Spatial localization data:
________
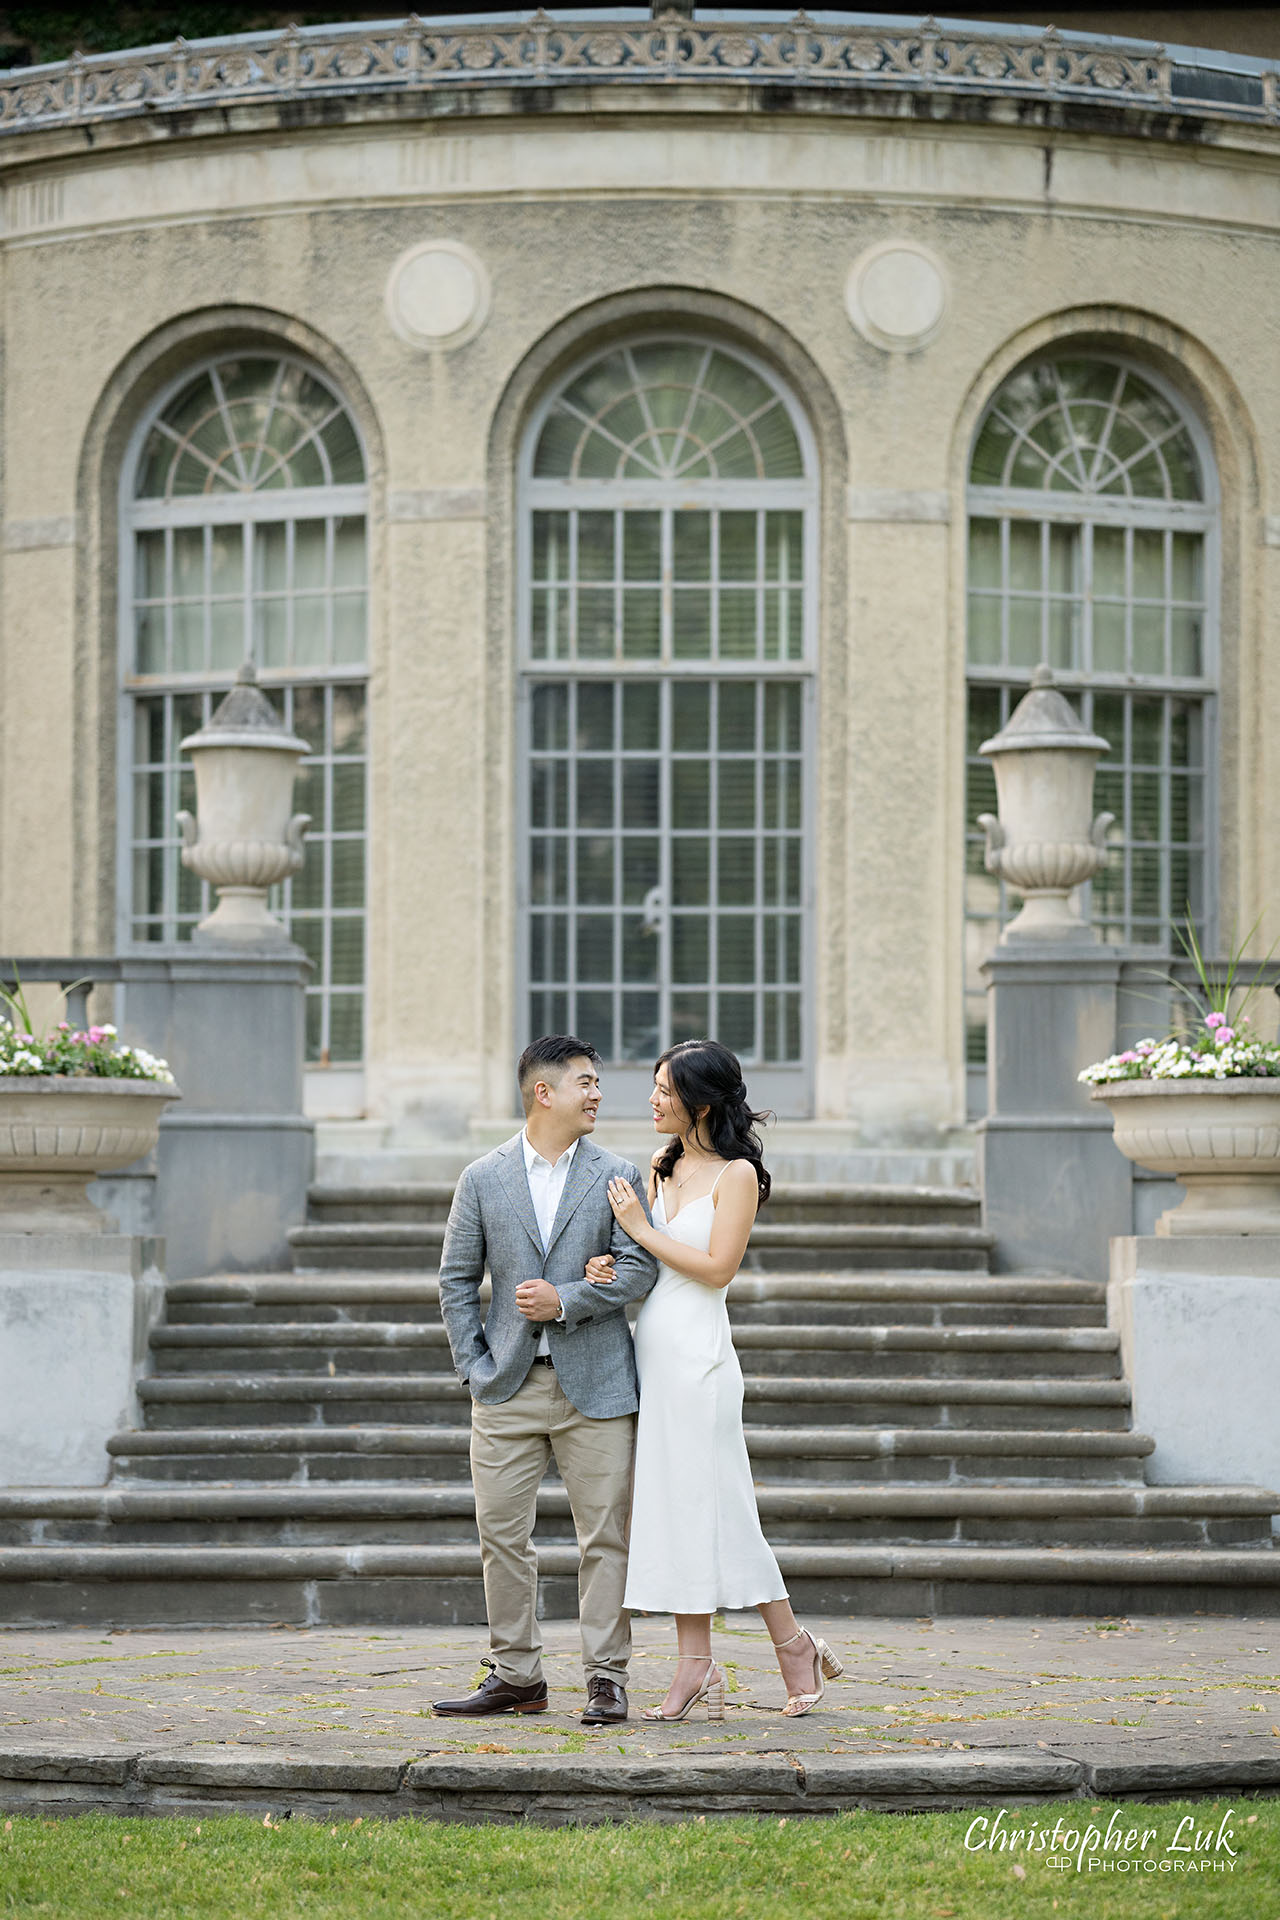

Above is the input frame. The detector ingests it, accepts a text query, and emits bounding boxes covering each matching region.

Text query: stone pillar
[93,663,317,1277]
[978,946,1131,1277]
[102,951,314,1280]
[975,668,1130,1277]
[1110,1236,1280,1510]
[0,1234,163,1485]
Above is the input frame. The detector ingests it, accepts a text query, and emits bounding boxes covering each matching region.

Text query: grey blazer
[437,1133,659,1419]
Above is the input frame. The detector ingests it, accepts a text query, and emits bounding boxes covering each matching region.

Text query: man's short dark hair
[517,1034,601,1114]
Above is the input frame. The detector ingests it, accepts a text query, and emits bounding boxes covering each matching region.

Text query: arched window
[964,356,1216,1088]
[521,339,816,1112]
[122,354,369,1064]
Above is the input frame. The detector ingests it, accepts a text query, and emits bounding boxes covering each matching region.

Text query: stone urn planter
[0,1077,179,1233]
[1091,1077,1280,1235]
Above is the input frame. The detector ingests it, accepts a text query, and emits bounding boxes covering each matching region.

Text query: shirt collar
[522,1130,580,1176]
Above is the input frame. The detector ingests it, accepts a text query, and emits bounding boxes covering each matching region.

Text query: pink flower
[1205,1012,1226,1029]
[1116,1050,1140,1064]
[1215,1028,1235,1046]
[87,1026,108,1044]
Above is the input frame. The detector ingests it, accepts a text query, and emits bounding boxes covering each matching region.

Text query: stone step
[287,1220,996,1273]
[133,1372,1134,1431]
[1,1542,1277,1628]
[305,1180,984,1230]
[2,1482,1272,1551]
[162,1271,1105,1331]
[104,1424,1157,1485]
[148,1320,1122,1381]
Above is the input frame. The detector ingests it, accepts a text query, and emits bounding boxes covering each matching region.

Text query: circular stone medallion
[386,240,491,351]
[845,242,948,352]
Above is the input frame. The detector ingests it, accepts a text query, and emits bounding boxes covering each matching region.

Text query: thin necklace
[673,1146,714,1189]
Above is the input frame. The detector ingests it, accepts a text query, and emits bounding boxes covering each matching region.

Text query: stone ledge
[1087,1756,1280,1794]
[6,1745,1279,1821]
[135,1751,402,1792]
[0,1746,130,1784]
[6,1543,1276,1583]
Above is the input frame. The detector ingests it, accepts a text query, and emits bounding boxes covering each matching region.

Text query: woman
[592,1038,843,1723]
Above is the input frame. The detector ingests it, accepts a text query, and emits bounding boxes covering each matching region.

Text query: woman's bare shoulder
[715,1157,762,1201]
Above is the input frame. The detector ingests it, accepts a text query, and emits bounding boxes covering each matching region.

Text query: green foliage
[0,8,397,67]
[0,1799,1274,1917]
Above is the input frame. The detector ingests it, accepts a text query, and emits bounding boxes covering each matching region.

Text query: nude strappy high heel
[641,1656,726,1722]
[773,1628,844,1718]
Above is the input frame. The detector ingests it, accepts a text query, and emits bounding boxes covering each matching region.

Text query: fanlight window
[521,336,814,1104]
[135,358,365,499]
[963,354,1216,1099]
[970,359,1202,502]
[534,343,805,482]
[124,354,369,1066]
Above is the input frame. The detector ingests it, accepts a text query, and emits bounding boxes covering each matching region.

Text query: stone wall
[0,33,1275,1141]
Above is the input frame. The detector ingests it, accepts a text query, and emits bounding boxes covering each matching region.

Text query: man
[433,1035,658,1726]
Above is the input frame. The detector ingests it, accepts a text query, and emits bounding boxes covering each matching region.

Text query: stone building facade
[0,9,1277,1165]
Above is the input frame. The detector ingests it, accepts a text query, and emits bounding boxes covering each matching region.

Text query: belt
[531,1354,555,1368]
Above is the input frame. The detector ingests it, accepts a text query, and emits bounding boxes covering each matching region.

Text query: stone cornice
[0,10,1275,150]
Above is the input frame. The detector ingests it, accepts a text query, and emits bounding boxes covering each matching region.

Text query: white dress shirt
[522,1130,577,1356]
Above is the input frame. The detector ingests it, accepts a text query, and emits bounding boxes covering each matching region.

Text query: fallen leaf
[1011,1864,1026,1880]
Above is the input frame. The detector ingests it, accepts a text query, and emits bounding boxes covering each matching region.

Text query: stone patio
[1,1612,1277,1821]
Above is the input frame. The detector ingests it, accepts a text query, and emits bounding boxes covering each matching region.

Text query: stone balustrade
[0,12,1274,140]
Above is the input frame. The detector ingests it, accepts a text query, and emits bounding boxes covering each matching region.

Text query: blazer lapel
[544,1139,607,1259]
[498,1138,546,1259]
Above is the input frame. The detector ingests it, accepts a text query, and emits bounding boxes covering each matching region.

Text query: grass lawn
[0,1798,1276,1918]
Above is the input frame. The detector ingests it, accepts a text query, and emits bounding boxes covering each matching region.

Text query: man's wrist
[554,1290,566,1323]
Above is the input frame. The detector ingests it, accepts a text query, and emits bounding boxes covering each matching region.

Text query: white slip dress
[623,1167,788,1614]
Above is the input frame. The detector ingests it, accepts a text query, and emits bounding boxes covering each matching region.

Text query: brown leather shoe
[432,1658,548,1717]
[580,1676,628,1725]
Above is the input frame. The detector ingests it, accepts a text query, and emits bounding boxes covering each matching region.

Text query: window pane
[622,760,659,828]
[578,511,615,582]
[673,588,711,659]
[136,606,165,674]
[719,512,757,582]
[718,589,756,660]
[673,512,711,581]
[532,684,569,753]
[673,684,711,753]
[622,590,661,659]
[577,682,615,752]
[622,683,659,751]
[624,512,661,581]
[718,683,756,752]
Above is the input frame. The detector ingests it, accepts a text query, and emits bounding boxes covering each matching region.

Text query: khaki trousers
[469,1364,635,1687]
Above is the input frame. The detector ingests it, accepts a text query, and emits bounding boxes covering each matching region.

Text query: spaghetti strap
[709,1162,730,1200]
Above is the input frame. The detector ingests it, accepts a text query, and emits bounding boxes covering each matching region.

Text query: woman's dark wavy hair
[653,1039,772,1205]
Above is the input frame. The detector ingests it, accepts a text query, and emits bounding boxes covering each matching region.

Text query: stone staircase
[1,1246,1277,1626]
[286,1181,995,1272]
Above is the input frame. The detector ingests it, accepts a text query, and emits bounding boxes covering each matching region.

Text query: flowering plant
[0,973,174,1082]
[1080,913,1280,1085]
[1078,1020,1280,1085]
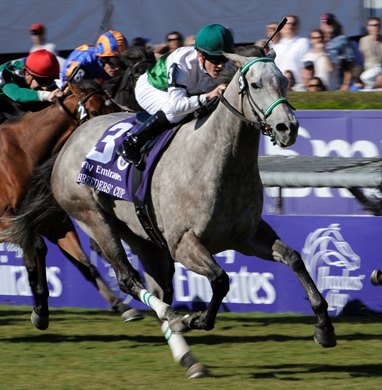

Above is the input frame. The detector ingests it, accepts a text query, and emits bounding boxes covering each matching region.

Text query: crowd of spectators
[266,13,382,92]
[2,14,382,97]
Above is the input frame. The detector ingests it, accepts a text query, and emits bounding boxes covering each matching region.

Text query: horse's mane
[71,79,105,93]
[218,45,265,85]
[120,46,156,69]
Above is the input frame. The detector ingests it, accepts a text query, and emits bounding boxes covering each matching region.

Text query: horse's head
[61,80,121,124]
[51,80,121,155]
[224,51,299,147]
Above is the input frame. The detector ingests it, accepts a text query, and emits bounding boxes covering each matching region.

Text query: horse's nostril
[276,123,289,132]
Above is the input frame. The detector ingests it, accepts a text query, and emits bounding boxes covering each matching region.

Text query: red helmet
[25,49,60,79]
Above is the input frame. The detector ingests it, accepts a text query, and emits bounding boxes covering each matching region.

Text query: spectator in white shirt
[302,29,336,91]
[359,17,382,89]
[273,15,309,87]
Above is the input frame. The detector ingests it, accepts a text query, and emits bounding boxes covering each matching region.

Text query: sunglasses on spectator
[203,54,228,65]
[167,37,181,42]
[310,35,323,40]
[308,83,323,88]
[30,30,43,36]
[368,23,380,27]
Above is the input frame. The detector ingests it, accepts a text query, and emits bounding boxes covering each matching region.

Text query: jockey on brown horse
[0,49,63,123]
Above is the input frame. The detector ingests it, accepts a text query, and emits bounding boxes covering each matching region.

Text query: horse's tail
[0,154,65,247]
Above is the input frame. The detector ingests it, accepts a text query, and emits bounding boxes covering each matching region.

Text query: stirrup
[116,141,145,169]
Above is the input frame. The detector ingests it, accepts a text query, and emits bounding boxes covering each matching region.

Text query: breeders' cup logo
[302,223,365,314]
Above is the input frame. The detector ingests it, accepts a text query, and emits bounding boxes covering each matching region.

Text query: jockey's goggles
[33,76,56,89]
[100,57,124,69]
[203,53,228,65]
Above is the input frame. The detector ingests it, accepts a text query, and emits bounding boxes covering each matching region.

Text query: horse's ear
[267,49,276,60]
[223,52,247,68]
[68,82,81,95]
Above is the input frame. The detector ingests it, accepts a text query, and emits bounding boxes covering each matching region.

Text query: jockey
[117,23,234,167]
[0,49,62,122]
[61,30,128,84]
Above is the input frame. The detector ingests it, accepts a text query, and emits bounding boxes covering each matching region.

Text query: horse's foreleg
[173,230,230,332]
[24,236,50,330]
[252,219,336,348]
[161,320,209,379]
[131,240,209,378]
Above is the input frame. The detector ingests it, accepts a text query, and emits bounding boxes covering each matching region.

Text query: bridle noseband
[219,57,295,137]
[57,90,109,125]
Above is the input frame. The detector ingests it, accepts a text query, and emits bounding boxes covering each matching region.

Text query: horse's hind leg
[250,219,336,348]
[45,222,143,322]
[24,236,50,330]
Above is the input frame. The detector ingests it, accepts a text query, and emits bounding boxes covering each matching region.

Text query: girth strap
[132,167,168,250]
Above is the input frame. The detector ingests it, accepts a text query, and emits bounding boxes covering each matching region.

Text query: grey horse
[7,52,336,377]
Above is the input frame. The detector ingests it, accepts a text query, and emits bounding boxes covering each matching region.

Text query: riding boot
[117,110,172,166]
________
In the records above, find the line containing "Text query: horse's hind leg"; please retype it and every line after it through the last line, exactly and with nothing else.

Text query: horse's hind leg
[250,219,336,348]
[45,222,143,322]
[24,236,50,330]
Above is the input frame. The detector ingests it, accepts a text query, and emits bounding boxes covering each matching region.

Text query: girth strap
[132,167,168,250]
Above is the input frame. The detector ingests it, accepts a text query, and emits bounding boxes covering each matching region.

Text query: grey horse
[7,52,336,377]
Above is the input frame. The detector ingests it, accepts a text query, and emits bounding boxes covering each matching region.

Text query: riding boot
[117,110,172,166]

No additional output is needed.